→ Stated task 1
Answer each question from the article on the Macon Music, putting each answer on its own line with the matching letter.
(a) Who managed the team?
(b) Which club beat Macon in the title series, and by what score in games?
(c) On what date did the South Coast League office issue its announcement?
→ Stated task 2
Summarize the article on the Macon Music in two sentences.
→ Stated task 3
Write the next paragraph of the article on the Macon Music, beginning after its final sentence.

Minor league affiliations
- Class: Independent;
- League: South Coast League

Minor league titles
- Second-half titles: 2007;

Team data
- Colors: Red, navy, light blue, gray, white
- Ballpark: Luther Williams Field;
- Manager: Phil Plantier

= Macon Music =

The Macon Music were a short-lived independent baseball team, based in Macon, Georgia. The club played its home games at Luther Williams Field, under manager Phil Plantier. A member of the South Coast League, Macon won the league's second half title, however they were defeated in the title series by the South Georgia Peanuts, 2 games to 1.

On March 31, 2008, the South Coast League office issued an announcement that it was suspending operations as of April 1, citing an inability to close on a large amount of debt. While the statement claimed that it planned to resume operations in 2009, however the league never returned. The Music dissolved with the league, as a result.

→ Record set
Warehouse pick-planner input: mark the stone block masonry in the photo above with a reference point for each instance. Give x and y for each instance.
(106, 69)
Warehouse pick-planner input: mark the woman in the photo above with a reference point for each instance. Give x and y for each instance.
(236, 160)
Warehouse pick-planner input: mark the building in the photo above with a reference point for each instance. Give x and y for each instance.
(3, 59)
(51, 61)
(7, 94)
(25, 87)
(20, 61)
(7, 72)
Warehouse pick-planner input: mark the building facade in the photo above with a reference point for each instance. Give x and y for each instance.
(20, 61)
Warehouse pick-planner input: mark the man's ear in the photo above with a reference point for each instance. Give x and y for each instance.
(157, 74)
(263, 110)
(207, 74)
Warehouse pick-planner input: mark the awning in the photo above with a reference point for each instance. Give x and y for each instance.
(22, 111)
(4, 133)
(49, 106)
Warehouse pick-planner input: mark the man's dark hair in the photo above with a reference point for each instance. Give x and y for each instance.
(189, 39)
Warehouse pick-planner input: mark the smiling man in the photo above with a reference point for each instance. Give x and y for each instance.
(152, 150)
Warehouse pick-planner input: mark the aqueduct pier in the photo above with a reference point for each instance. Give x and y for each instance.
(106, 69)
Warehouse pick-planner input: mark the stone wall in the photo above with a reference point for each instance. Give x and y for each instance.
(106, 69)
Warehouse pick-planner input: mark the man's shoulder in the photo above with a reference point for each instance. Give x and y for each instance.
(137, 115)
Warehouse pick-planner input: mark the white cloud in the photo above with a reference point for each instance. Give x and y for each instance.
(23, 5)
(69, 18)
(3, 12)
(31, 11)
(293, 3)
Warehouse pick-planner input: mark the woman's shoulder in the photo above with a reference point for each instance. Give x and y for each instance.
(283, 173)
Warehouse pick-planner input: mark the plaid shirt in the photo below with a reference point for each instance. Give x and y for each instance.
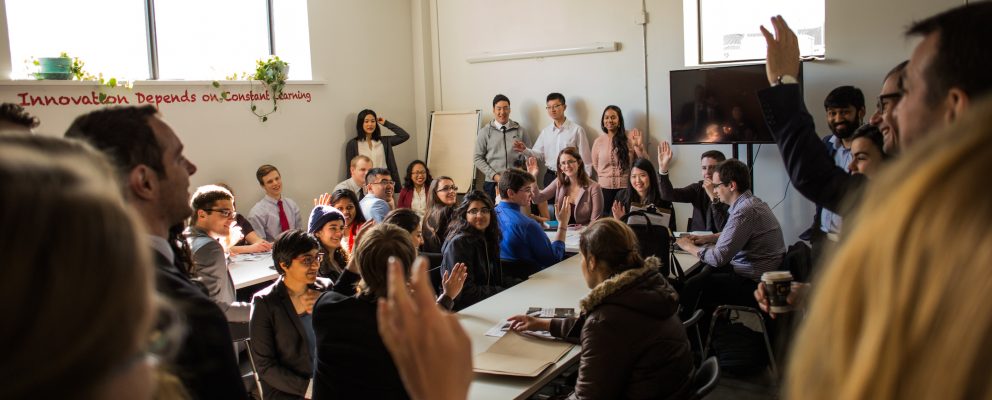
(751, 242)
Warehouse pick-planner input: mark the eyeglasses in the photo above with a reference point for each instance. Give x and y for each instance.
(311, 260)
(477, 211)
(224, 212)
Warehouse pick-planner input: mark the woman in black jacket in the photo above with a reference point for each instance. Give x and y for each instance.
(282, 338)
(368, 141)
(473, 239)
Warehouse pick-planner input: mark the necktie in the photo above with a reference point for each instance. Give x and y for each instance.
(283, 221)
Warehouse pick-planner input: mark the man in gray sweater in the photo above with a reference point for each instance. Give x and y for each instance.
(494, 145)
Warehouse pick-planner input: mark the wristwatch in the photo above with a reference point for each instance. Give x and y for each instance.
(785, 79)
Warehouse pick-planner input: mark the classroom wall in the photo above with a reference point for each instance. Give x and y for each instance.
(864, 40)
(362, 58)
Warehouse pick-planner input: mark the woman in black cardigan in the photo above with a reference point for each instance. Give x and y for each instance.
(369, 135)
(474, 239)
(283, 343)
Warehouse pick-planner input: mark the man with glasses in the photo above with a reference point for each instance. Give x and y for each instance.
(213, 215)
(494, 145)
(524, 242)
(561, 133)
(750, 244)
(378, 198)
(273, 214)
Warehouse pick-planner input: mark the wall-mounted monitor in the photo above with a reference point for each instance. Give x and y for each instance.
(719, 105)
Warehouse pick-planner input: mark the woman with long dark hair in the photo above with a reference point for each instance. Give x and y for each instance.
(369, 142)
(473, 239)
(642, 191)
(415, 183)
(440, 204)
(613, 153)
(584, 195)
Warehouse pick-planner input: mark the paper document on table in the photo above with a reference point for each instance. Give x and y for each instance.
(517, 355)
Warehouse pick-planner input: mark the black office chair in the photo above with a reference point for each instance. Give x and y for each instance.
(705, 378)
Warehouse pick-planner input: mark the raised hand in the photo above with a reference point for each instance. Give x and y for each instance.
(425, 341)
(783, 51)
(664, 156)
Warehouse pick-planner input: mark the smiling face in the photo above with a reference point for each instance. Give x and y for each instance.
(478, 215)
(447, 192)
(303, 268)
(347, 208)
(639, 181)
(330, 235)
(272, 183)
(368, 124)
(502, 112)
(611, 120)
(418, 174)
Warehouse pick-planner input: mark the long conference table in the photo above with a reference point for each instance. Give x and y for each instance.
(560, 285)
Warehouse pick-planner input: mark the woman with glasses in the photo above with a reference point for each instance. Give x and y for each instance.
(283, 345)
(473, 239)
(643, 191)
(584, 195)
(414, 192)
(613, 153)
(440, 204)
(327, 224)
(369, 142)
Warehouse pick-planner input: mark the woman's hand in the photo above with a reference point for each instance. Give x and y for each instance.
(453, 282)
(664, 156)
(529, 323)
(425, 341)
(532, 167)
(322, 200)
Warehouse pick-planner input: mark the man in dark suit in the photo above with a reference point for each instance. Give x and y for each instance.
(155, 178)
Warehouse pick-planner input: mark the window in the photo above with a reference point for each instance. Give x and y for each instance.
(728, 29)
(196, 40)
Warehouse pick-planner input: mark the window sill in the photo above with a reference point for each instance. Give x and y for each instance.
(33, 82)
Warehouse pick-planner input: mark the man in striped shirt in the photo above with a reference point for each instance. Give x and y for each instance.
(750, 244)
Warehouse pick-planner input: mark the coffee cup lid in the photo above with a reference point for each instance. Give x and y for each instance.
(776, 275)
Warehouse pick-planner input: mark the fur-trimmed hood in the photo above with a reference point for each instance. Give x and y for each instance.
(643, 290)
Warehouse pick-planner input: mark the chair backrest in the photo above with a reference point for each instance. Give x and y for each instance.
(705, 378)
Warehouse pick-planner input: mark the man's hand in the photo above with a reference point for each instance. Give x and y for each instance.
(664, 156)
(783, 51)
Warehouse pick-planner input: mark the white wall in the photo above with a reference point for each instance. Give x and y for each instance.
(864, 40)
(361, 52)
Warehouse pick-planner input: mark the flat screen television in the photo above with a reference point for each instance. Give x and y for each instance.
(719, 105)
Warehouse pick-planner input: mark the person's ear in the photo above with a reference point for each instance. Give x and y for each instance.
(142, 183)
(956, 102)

→ Exercise result 1
(a) Phil Plantier
(b) The South Georgia Peanuts, 2 games to 1
(c) March 31, 2008

→ Exercise result 2
The Macon Music were a short-lived independent baseball team from Macon, Georgia, that played in the South Coast League at Luther Williams Field under manager Phil Plantier, winning the league's second-half title but losing the title series to the South Georgia Peanuts, 2 games to 1. When the league suspended operations as of April 1, 2008, because it could not close on a large amount of debt, it never returned, and the Music dissolved with it.

→ Exercise result 3
==Eliot Spitzer night==
The Music planned, until the league formally ceased operations, to play in 2008. The team even made national headlines earlier that month when its website posted an Eliot Spitzer night promotion, to poke fun at the former New York governor's prostitution scandal. Among the planned highlights on Eliot Spitzer Night: Client #9 (or fan #9) will receive a free Music prize pack," the team said on its website. "Any fan with the name Eliot, Spitzer, or 'Kristen' along with any fan from New York will receive $1 off admission." The name Kristen was how the call girl is identified in investigative documents. ATMs would be available for cash withdrawals not to exceed $5,000 per hour. The team also announced it would give away a New York vacation, including a one-night stay at the Mayflower Hotel, although the hotel linked to the Spitzer scandal is actually in Washington, D.C. The Music also claimed it formally invited Spitzer to come on down and throw out the first pitch.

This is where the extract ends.